Your instructions
Take the line that has "the wooden pillar." in it and every line after it to the end of the entries, and reproduce them exactly.

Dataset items
-- start --

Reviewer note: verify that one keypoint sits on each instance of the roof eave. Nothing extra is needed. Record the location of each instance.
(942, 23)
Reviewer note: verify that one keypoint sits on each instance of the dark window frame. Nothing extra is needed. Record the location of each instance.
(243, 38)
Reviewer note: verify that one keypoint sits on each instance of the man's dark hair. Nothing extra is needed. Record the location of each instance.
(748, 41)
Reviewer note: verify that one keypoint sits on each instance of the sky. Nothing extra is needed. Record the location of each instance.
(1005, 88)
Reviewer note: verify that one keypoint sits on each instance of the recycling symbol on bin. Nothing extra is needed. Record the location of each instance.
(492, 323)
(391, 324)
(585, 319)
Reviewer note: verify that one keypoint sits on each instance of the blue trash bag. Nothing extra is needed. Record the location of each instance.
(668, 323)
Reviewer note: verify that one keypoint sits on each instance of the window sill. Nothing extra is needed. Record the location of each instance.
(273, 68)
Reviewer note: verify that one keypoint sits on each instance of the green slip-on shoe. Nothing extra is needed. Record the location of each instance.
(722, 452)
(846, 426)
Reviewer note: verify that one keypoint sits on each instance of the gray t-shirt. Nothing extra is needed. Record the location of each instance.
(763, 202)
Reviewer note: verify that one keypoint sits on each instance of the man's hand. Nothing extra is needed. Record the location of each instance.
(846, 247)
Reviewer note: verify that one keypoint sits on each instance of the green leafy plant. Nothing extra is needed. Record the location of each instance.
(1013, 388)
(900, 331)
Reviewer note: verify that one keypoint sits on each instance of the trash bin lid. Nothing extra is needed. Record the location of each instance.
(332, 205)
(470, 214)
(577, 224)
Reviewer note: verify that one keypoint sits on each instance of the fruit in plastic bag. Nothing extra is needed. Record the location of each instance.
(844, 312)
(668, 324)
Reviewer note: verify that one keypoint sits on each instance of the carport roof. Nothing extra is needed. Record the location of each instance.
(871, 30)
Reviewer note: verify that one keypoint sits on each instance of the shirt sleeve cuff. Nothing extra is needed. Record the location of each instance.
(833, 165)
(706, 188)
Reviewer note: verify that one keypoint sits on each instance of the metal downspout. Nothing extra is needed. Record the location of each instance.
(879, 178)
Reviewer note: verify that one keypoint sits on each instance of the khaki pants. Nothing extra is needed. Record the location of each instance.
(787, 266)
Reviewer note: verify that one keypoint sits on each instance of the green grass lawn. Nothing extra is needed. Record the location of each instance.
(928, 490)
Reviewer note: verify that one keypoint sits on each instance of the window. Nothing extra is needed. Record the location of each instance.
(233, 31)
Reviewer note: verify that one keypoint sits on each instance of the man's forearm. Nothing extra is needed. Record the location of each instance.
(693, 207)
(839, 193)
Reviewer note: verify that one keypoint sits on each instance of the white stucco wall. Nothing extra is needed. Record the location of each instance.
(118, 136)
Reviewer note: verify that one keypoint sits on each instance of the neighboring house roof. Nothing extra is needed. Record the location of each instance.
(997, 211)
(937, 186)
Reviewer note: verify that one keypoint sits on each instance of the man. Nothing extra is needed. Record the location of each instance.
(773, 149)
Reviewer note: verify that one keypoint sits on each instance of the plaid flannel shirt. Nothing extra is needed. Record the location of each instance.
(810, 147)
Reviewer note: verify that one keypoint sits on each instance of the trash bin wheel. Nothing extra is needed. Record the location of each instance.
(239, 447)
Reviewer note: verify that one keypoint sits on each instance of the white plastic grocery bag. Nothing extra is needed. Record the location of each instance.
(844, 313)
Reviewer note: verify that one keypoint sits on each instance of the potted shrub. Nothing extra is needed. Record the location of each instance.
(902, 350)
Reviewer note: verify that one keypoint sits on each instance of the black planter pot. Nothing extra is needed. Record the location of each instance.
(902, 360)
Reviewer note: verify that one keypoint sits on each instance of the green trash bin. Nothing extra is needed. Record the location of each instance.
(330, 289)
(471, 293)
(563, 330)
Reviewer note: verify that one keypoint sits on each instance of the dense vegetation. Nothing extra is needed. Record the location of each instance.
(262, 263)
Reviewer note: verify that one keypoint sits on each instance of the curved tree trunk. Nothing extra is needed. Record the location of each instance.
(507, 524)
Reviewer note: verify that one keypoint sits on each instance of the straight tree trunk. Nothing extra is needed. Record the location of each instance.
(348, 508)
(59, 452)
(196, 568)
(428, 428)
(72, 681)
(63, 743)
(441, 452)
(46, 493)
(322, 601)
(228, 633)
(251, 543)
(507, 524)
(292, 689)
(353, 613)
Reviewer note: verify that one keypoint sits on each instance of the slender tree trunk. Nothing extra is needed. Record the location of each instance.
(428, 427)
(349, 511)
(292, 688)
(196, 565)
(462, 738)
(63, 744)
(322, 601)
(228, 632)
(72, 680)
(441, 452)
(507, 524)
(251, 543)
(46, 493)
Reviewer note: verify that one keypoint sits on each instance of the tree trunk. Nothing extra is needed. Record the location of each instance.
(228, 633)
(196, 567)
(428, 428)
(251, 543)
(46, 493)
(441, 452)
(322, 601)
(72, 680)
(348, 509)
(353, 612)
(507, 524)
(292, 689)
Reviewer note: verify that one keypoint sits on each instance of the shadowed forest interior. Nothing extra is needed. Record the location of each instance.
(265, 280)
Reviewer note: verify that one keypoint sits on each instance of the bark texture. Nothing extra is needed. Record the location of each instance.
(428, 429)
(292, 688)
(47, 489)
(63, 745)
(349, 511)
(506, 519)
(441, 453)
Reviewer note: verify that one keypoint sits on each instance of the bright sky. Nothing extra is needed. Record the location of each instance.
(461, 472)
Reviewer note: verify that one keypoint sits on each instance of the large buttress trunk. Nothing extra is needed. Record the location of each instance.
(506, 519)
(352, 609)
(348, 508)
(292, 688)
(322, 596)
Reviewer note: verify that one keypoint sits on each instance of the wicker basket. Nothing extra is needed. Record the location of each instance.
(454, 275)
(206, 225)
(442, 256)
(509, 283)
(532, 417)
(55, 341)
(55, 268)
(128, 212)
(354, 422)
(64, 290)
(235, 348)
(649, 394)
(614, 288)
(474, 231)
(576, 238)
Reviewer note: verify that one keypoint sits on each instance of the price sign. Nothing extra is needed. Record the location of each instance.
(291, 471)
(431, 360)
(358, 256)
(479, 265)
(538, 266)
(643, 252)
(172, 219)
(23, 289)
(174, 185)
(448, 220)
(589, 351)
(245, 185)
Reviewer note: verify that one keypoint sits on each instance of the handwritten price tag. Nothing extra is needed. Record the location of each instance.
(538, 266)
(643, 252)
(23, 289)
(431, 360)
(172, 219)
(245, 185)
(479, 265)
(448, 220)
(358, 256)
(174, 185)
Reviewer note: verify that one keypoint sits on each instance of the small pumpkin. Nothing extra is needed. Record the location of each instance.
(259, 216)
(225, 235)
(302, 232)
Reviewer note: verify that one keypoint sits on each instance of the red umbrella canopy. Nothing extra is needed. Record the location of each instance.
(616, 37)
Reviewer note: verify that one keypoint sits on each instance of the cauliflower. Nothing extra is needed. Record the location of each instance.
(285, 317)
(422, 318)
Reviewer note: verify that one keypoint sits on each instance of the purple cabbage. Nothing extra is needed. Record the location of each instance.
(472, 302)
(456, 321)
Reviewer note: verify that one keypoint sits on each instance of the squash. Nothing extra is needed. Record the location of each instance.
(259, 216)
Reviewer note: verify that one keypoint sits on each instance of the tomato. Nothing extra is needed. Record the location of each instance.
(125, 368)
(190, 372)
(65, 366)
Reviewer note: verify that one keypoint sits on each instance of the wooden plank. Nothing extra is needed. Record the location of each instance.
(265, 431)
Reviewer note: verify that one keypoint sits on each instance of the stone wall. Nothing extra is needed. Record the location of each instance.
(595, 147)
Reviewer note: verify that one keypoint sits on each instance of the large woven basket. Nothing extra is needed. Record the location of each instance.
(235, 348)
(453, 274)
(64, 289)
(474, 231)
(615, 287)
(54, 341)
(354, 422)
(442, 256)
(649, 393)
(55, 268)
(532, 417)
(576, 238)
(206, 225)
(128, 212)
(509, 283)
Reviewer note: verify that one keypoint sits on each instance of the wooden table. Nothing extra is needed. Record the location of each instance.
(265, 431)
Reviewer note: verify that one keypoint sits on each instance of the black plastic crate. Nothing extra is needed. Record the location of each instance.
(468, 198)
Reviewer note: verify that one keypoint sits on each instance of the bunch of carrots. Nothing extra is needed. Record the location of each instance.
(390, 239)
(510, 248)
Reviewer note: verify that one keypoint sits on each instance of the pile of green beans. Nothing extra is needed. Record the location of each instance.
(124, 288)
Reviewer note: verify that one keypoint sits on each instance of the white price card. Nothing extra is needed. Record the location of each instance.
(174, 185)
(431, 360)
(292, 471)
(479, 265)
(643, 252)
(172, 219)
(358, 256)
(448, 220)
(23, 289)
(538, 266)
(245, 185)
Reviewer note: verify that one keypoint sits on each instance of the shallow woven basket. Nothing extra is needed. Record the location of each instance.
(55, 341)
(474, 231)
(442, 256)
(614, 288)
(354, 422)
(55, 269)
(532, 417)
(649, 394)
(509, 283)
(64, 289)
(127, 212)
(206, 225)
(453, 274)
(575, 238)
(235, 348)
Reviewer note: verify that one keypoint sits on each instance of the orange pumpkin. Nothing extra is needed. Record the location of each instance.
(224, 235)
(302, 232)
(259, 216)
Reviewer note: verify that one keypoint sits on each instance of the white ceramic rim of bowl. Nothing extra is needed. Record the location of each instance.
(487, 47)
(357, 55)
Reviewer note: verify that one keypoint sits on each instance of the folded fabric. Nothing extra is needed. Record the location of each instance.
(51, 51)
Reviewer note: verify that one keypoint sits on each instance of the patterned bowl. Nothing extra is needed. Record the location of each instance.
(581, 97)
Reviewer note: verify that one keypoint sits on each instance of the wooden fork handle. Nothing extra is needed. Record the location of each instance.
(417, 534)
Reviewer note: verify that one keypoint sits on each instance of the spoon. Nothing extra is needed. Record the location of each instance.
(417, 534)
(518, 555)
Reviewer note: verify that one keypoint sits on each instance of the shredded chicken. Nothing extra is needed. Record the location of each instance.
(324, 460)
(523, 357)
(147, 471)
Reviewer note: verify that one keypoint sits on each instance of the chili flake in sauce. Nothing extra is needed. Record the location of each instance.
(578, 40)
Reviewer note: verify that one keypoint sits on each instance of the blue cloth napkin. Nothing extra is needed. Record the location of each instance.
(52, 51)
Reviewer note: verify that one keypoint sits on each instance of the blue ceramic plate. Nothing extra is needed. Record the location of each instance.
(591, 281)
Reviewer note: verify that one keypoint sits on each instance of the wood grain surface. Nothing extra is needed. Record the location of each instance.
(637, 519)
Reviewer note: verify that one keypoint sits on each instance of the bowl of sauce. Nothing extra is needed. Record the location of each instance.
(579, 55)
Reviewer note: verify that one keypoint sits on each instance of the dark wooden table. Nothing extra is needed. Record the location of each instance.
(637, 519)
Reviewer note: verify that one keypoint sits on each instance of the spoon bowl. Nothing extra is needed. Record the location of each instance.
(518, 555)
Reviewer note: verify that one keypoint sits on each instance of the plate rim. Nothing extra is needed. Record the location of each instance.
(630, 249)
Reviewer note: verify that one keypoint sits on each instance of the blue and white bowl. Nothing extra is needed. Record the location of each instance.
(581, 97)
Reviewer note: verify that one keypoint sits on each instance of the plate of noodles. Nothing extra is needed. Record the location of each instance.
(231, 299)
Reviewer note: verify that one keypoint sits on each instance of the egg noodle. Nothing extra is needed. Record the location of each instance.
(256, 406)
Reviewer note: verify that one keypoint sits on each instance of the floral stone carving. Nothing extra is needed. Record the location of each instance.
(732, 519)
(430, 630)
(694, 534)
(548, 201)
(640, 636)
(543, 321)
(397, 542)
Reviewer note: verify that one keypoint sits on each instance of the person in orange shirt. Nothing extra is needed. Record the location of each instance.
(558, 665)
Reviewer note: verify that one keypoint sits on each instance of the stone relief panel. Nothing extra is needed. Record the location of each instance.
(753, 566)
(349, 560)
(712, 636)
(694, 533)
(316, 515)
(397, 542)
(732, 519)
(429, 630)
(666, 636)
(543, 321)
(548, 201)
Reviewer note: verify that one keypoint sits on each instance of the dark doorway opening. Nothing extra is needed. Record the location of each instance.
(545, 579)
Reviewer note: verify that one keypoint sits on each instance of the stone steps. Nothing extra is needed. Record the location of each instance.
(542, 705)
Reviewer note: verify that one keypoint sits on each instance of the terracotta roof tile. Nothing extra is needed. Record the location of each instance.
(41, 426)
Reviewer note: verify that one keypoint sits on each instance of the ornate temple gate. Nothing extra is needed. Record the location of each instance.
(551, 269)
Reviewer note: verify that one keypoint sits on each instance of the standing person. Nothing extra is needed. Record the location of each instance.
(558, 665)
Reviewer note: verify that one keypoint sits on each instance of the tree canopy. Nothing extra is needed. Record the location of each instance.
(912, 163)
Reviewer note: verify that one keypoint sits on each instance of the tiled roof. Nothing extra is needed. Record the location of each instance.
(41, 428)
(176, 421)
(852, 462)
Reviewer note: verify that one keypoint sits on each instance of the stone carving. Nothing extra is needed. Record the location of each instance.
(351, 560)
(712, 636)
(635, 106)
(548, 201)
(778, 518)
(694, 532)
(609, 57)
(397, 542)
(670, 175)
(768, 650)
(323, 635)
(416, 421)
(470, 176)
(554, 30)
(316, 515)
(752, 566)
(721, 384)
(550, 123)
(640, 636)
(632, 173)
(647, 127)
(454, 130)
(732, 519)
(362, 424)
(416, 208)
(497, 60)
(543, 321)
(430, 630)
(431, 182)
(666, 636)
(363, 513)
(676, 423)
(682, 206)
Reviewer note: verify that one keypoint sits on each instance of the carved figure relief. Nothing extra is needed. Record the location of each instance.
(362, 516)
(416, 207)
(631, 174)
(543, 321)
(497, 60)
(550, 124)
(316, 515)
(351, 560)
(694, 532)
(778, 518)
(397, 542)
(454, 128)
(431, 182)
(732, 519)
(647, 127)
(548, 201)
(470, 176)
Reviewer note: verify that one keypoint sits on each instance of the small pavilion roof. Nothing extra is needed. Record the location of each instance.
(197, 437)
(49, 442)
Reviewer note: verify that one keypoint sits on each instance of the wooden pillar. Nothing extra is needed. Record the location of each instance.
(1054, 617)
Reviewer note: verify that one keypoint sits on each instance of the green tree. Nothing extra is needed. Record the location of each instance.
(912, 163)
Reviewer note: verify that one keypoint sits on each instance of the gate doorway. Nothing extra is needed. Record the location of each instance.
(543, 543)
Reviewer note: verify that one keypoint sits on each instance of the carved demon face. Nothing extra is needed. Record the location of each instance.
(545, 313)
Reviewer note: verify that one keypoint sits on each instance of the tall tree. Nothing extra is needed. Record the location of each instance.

-- end --

Answer to the problem
Reviewer note: verify that one keypoint sits on each instance of the wooden pillar. Nothing extra is needed. Record the location of each instance.
(1054, 617)
Reviewer note: verify that one keypoint sits on each instance of the green tree. Nothing extra is needed. Record the location of each instance.
(912, 163)
Reviewer note: verify that one keypoint sits on each instance of the gate doorway. Nothing extra is needed. Record the location of each instance.
(543, 543)
Reviewer note: verify that one keypoint sits on each instance of the carved demon face. Nothing extra is needed. Record the location of each instance.
(545, 313)
Reviewer note: verify that one keypoint sits on each instance of the tall tree. Nothing extra is needed. Record the location of each instance.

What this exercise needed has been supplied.